::: Given text :::

It Could Cost You Billions If You Have the Wrong Data Privacy Strategy

Why Differential Privacy Overcomes Many of the Fatal Flaws of De-Identification and Data Masking

If data is the new oil, then privacy is the new environmentalism. With the growing use of data comes the need for strong privacy protections. Indeed, robust data privacy protects against rogue employees spying on users (like these at Uber or Google) or even well-meaning employees who have been hacked, as well as when data is shared between departments or companies. 

Unfortunately, the conventional approaches to protecting the privacy of shared data are fundamentally flawed and have encountered several high-profile failures. With enhanced regulatory scrutiny from Europe’s GDPR, California’s CCPA, and China’s PIPL, failures can cost companies millions in fines.

In response, companies have focused on the band-aid solution — such as risk assessments and data masking — performed by already overtapped compliance teams These solutions are slow, burdensome, and often inaccurate. We make the case that companies should use differential privacy, which is fast becoming the gold standard for protecting personal data and has been implemented in privacy-sensitive applications by industry leaders like Google, Apple, and Microsoft. Differential privacy is now emerging as not only the more secure solution, but one that is lighter-weight and can enable safe corporate data collaboration. Companies are embracing differential privacy as they look to capture the $3 trillion of value Mckinsey estimates will be generated by data collaboration.

::: Study material :::

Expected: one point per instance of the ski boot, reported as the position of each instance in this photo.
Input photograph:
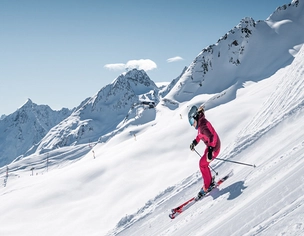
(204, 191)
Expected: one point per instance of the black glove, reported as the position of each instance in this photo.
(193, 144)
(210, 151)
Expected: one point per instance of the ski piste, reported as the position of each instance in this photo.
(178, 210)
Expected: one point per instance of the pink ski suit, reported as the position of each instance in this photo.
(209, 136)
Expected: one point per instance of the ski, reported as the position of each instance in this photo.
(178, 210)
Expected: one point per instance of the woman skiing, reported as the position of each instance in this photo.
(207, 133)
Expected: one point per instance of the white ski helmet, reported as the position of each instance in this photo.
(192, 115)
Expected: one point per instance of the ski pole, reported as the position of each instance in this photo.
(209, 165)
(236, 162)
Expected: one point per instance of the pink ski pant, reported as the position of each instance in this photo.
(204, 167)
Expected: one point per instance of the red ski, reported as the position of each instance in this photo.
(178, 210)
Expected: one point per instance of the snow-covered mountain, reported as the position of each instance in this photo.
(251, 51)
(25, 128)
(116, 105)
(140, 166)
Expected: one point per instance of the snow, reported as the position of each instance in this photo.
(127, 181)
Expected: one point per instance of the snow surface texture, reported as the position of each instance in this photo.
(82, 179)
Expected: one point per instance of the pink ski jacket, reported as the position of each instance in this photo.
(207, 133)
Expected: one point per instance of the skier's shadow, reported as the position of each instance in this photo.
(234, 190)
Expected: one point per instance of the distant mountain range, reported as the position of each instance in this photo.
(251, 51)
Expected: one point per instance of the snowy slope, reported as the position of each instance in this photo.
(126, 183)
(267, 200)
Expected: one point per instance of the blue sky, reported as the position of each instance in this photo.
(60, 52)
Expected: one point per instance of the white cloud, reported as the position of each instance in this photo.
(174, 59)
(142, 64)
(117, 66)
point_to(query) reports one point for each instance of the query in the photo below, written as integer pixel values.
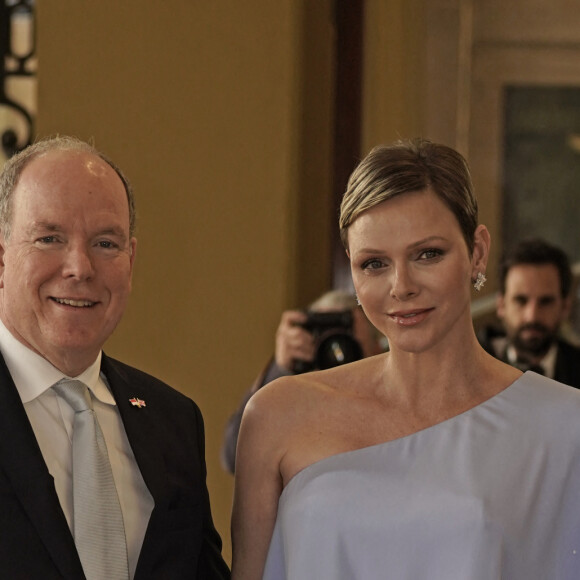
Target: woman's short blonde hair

:::

- _Questions to answer_
• A. Which three regulations does the article on data privacy strategy name as bringing enhanced regulatory scrutiny?
• B. Rewrite the part of the article on data privacy strategy that opens with the words containing "It Could Cost" and closes with "departments or companies.", replacing "rogue employees" with "dishonest employees".
The listing is not needed for any of these tasks.

- _Expected outputs_
• A. Europe's GDPR, California's CCPA, and China's PIPL.

• B.
It Could Cost You Billions If You Have the Wrong Data Privacy Strategy

Why Differential Privacy Overcomes Many of the Fatal Flaws of De-Identification and Data Masking

If data is the new oil, then privacy is the new environmentalism. With the growing use of data comes the need for strong privacy protections. Indeed, robust data privacy protects against dishonest employees spying on users (like these at Uber or Google) or even well-meaning employees who have been hacked, as well as when data is shared between departments or companies.